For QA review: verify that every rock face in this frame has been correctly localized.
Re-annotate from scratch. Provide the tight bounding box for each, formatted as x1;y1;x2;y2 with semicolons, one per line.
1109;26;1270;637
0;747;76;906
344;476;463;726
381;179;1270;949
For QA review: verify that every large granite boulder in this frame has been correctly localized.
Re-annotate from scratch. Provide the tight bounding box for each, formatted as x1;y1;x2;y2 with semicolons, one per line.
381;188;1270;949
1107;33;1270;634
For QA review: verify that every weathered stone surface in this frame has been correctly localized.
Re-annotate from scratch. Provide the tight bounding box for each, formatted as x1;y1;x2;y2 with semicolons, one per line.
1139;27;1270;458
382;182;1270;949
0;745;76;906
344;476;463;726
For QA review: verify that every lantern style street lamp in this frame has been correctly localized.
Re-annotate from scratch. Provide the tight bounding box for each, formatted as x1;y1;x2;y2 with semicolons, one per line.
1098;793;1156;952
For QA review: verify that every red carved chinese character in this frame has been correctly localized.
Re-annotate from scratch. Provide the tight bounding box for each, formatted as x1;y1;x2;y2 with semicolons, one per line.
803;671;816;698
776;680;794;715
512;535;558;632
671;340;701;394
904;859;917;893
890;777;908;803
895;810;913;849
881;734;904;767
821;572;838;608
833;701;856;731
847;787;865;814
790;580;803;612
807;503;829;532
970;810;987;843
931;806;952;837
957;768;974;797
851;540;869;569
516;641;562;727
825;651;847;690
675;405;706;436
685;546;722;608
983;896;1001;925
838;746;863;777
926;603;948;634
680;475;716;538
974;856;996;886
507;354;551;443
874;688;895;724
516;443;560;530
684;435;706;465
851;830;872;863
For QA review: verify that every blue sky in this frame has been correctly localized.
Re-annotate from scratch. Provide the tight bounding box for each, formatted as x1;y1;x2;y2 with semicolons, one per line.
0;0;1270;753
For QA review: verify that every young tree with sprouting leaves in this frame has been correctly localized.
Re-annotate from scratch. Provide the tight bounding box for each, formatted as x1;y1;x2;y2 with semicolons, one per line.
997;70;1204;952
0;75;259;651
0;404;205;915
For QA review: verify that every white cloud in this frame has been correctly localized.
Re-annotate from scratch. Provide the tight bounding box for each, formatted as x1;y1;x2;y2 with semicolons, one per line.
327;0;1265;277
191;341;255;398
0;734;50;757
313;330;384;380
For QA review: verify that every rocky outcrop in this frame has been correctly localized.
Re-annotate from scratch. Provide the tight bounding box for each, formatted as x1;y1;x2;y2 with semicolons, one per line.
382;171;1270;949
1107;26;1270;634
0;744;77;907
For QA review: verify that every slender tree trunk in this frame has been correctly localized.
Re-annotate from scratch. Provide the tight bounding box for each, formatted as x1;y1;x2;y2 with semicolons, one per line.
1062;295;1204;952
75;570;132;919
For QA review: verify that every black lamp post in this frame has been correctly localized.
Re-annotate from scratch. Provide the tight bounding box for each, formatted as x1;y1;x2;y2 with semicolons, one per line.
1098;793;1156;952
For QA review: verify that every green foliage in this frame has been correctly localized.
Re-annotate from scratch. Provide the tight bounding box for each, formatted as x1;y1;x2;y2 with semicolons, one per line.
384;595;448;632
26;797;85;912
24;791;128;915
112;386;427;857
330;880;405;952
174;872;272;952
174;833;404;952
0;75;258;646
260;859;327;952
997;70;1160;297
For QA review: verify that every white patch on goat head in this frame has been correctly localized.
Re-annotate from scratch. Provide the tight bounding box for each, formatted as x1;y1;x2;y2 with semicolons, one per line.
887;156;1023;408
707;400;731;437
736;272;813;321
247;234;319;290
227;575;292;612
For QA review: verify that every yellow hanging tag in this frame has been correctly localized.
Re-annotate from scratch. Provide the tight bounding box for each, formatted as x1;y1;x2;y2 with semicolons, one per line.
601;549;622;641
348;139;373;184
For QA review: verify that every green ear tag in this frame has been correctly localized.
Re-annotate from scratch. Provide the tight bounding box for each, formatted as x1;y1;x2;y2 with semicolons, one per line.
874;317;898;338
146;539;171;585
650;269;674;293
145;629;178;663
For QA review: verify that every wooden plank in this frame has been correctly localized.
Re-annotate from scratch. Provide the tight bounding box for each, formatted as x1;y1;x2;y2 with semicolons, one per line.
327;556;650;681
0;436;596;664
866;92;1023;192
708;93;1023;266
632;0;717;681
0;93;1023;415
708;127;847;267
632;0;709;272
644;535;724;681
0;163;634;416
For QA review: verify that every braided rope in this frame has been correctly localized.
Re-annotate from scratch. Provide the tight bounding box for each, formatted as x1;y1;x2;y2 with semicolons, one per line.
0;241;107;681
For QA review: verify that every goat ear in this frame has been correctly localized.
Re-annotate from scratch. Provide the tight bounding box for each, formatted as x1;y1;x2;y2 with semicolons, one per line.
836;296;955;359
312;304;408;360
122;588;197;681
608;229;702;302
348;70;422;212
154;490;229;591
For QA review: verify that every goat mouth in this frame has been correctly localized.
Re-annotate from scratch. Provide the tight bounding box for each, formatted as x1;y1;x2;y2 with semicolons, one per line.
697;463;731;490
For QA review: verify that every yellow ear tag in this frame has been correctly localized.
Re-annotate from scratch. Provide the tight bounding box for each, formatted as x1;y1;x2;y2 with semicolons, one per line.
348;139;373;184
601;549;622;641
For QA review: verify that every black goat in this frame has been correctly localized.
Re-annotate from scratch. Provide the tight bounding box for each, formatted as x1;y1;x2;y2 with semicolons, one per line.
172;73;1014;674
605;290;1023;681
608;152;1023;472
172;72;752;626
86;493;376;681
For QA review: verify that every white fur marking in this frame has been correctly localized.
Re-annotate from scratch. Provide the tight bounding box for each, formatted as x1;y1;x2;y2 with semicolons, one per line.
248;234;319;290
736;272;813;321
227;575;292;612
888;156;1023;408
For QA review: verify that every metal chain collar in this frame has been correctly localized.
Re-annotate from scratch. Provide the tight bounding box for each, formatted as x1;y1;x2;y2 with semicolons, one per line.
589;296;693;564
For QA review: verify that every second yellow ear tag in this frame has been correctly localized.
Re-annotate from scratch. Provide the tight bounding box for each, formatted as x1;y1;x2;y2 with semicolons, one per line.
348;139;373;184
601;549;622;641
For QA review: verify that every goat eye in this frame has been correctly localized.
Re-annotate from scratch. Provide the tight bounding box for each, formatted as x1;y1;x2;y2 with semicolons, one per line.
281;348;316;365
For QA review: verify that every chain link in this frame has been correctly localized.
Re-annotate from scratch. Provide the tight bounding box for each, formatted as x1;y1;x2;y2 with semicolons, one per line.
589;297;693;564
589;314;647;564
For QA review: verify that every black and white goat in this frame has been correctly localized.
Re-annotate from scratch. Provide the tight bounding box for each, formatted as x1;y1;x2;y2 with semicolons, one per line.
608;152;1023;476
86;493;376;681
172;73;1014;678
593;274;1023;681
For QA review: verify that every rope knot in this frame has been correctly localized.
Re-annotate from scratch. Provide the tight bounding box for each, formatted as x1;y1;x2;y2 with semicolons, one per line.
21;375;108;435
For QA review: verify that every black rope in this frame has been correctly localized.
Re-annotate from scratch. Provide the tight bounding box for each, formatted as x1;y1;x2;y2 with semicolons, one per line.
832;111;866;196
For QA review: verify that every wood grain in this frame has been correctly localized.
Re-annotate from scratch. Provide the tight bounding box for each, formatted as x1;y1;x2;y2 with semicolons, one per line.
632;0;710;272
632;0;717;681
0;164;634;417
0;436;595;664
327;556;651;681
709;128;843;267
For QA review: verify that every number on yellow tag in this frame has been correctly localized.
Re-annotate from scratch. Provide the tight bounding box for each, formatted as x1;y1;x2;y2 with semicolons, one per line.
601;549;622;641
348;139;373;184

|---|

Please copy out every line of the items above word for word, from the first to the last.

For QA review: verify that every rock face in this frame has been correctly localized.
Re-annotate from scratch. Provide the tight bounding box for each, formatted as x1;y1;x2;y2 with semicolons, one per line.
1109;26;1270;637
0;747;76;906
344;476;463;726
381;179;1270;949
For QA review: verify that every large granite boulder in this frame has been correctly localized.
Re-annotate from scratch. Provide the tight bounding box for each, formatted as x1;y1;x2;y2 with semicolons, one per line.
381;188;1270;949
1107;33;1270;634
For QA review: verify that every weathered stone surface in this frame has been correctly localized.
Re-annotate from scratch. Provide the tight bounding box for each, formatted as x1;y1;x2;y2 with semicolons, one per line.
1139;27;1270;458
382;182;1270;949
0;745;76;906
344;476;463;726
For QA review: verify that every lantern style street lamp in this frame has been correctly localized.
Re-annotate from scratch. Provide the tight bounding box for each, formatted as x1;y1;x2;y2 with semicolons, one per line.
1098;793;1156;952
For QA review: verify that every red carved chinese character in this frame has been correctly localized.
Re-annotate from scratch. Provide the tight bounding box for each, formatted as x1;y1;x2;y2 with semicolons, one per line.
803;671;816;698
776;680;794;715
512;535;558;632
671;340;701;394
904;859;917;893
890;777;908;803
895;810;913;849
881;734;904;767
821;572;838;608
833;701;856;731
847;787;865;814
790;580;803;612
807;503;829;532
970;810;987;843
931;806;952;837
957;768;974;797
851;540;869;569
516;641;562;727
825;651;847;690
675;405;706;436
685;546;722;608
983;896;1001;925
838;746;863;777
926;603;948;634
680;475;716;538
974;856;996;886
507;354;551;443
874;688;895;724
516;443;560;530
684;435;706;465
851;830;872;863
For QA review: verify that every blue sky in this frame has been correctly localized.
Re-annotate from scratch. Provide the tight bounding box for each, formatted as x1;y1;x2;y2 with semicolons, one per line.
0;0;1270;753
For QA review: verify that every young tree with sprouting leaves in this frame has been correctly localized.
Re-annotate from scratch. Provide the tight bounding box for each, formatted as x1;y1;x2;y2 with semicolons, one per line.
997;70;1204;952
0;75;259;651
0;404;205;915
For QA review: verify that every white cloud in this frame has been correctly localized.
Re-annotate from scratch. Provide the tight bounding box for each, formatted as x1;y1;x2;y2 with semicolons, one per line.
327;0;1265;277
191;341;255;398
0;734;50;757
313;330;384;380
For QA review: verify that every rocky outcrop in this frame has been correctly localized.
Re-annotate from scratch. Provide the tight bounding box for each, formatted as x1;y1;x2;y2 with semicolons, one per line.
382;171;1270;949
1107;26;1270;634
0;744;77;907
For QA review: verify that every slender tree trunk in this frame has been correctly localized.
Re-annotate from scratch. Provide the tight bounding box for each, formatted as x1;y1;x2;y2 with semicolons, one per line.
1062;295;1204;952
75;570;132;919
For QA review: verify that every black lamp post in this frame has been correctly localized.
Re-annotate from scratch. Provide the tight bounding box for each, formatted as x1;y1;x2;y2 with semicolons, one per line.
1098;793;1156;952
For QA review: verify that every green foliage in this frame has been correctly localized.
Re-annotate from scratch. Provide the tight bounding box for each, formatted as x1;y1;x2;y2 with semicolons, one per line.
384;595;448;632
26;797;85;912
24;791;128;915
112;386;427;857
330;880;405;952
174;872;272;952
174;833;404;952
0;75;258;646
260;859;327;952
997;70;1160;297
For QA review: verify that every white patch on goat head in this frame has been correctly localized.
Re-annotate from scratch. Provide the tight bounding box for each, formatted as x1;y1;x2;y2 with semicolons, one per line.
887;156;1023;408
707;400;731;437
736;272;813;321
247;234;319;290
227;575;292;612
For QA review: verify that every yellow hanging tag in this frame has been correctly localized.
Re-annotate from scratch. Provide the tight bounding box for each, formatted as x1;y1;x2;y2 with semicolons, one per line.
601;549;622;641
348;139;373;184
For QA review: verify that every green ear tag in this frame has been correctly localized.
Re-annotate from scratch. Provide the tight bounding box for each, formatted as x1;y1;x2;y2 with semicolons, one per line.
874;317;898;338
146;539;171;585
650;269;674;293
145;629;178;663
For QA review: verify that every wooden plank in this frame has been correctly localized.
Re-annotate from scratch. Provide the tight bounding box for each, formatted as x1;y1;x2;y2 with semicolons, one per line.
327;556;650;681
0;436;596;664
866;92;1023;192
708;93;1023;266
632;0;717;681
0;93;1023;415
708;127;847;267
632;0;709;272
644;535;724;681
0;163;634;416
For QA review: verify that every braided rope in this frame has been correctly localized.
Re-annotate from scratch. Provide the tight bounding box for each, formatted as x1;y1;x2;y2 with semicolons, one per line.
0;241;107;681
For QA review: verify that every goat ear in this frame has been correctly localized.
Re-annotate from scratch. Provide the tight bounding box for each, formatted as x1;y1;x2;y2 with semicolons, one per line.
836;296;955;359
312;304;408;360
122;588;197;681
608;229;702;302
348;70;422;212
154;490;229;591
For QA review: verify that every goat mouth in this frame has been correctly localized.
Re-annotate from scratch. Provide the tight bounding box for each, formatted as x1;y1;x2;y2 with semicolons, one per line.
697;463;731;490
For QA review: verify that every yellow ear tag in this frame has been correctly localized.
Re-annotate from scratch. Provide the tight bounding box for each, formatted as x1;y1;x2;y2 with semicolons, one per line.
348;139;373;184
601;549;622;641
For QA review: verify that every black goat in this frame has been correctly localized.
Re-annotate from scratch. Provide the tight bounding box for each, formatted as x1;y1;x2;y2 with semicolons, one per line.
172;73;1014;674
605;290;1023;681
608;152;1023;472
172;72;752;626
86;493;376;681
For QA review: verify that every white fur marking in this frame has been correctly localized.
Re-annotate from scratch. Provide the tight bounding box for each, formatted as x1;y1;x2;y2 with semicolons, one per line.
248;234;319;290
736;272;813;321
227;575;292;612
888;156;1023;408
For QA review: verify that every metal chain collar in this frame has been correctly localized.
Re-annotate from scratch. Provide the tight bounding box for each, formatted as x1;y1;x2;y2 with semicolons, one per line.
589;296;693;564
For QA review: verify that every second yellow ear tag in this frame has been correctly localized.
Re-annotate from scratch. Provide the tight bounding box for each, formatted as x1;y1;x2;y2 with semicolons, one per line.
348;139;373;184
601;549;622;641
For QA review: verify that every goat eye in this frame has been correctly localized.
Re-annotate from scratch. Provide the tight bounding box for each, formatted as x1;y1;x2;y2 with semicolons, one per line.
281;348;316;365
For QA review: verify that every chain link in this frame has been correctly localized.
Re-annotate from scratch. Provide the tight bounding box for each, formatted as x1;y1;x2;y2 with semicolons, one per line.
589;297;693;564
589;314;647;564
For QA review: verify that every black and white goat in this frame has been correctly localized.
Re-annotate from scratch. Provide the tight bounding box for each, formatted as x1;y1;x2;y2 with semicolons, one per line.
608;152;1023;476
86;493;376;681
172;73;1014;678
593;274;1023;681
For QA review: verify that every rope knot in this frame has been correctly localized.
Re-annotate from scratch. Provide the tight bounding box for each, formatted as x1;y1;x2;y2 with semicolons, one per line.
21;375;108;435
For QA review: verify that every black rope in this frame has been correctly localized.
Re-annotate from scratch. Provide the tight bounding box for each, formatted as x1;y1;x2;y2 with semicolons, one per line.
832;111;866;196
For QA review: verify that every wood grain in this frame has been correctly localized.
Re-annotate from scratch. Provide the tight bounding box for each, formatted as x1;y1;x2;y2 with semicolons, one per line.
632;0;710;272
632;0;717;681
0;164;634;417
0;436;595;664
327;556;651;681
709;128;843;267
For QA review: verify that every number on yellow tag in this frame has been correctly localized.
Re-annotate from scratch. Provide the tight bounding box for each, formatted as x1;y1;x2;y2 with semicolons, one per line.
601;549;622;641
348;139;373;184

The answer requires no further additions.